Which lines in the entries below contain the word "brown"? Pick out each of those lines and copy it.

--- Begin Provided records ---

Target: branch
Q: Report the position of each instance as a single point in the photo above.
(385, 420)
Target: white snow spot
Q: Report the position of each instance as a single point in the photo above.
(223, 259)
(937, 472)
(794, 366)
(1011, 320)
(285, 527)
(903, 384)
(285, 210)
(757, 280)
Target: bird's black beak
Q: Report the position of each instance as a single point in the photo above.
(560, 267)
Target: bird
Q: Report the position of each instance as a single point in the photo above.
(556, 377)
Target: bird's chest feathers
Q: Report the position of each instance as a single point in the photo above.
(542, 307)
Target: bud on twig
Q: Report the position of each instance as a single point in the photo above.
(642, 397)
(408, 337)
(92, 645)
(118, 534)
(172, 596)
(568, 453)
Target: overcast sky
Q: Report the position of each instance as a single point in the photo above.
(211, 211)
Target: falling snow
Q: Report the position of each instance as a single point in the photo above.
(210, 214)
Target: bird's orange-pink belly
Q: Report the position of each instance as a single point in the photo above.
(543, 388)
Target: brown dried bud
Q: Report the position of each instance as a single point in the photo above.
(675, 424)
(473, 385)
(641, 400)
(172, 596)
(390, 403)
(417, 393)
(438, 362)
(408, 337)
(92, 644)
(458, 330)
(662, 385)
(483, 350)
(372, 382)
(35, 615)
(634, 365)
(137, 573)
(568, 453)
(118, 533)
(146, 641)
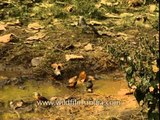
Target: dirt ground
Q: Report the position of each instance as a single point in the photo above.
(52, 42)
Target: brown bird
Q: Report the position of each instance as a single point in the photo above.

--- End Provided records ---
--- Begin Provided records ---

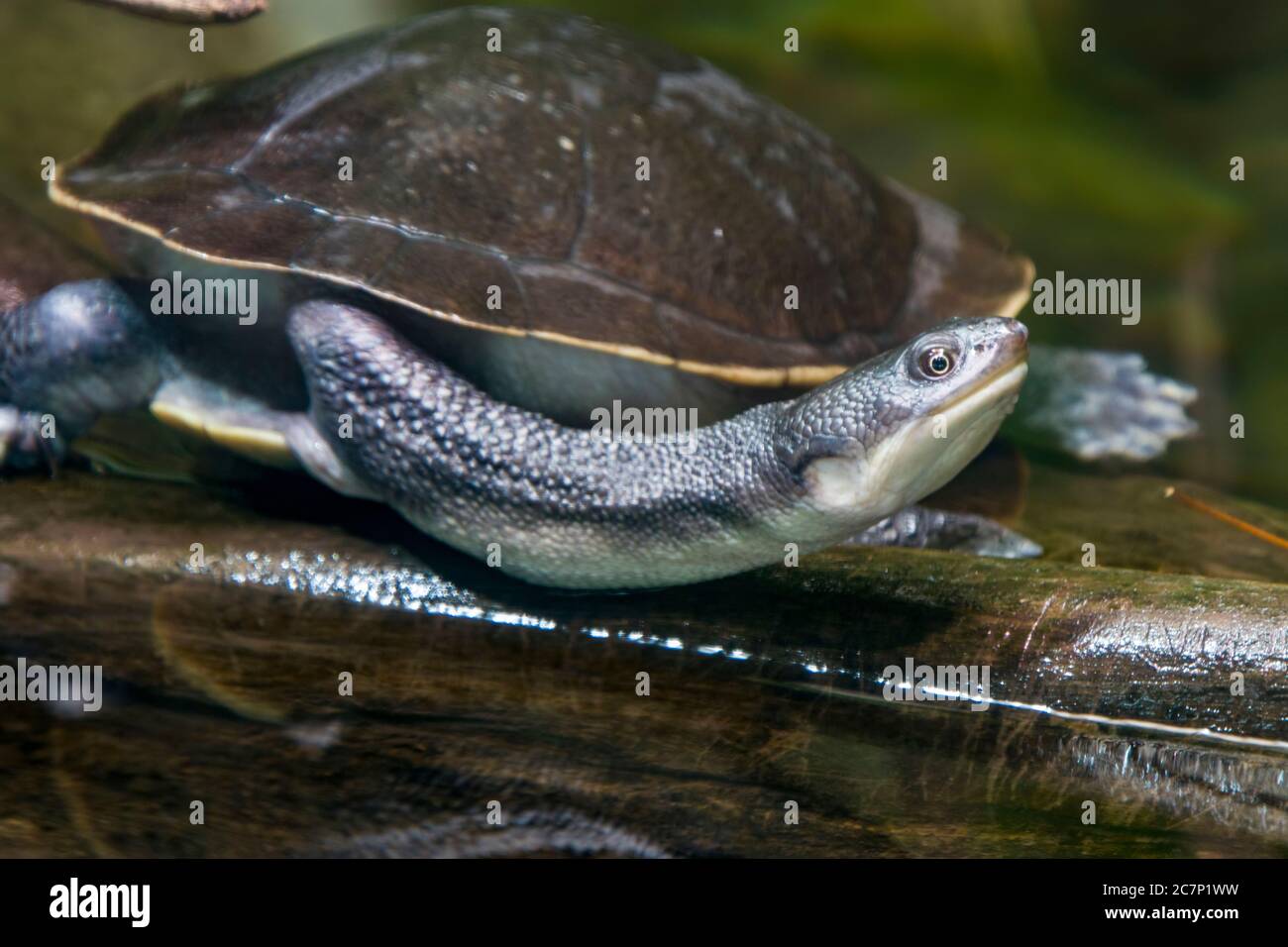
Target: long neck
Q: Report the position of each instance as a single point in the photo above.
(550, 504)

--- End Provided records ---

#### [The completed task]
Target: brown dried bud
Target: brown bird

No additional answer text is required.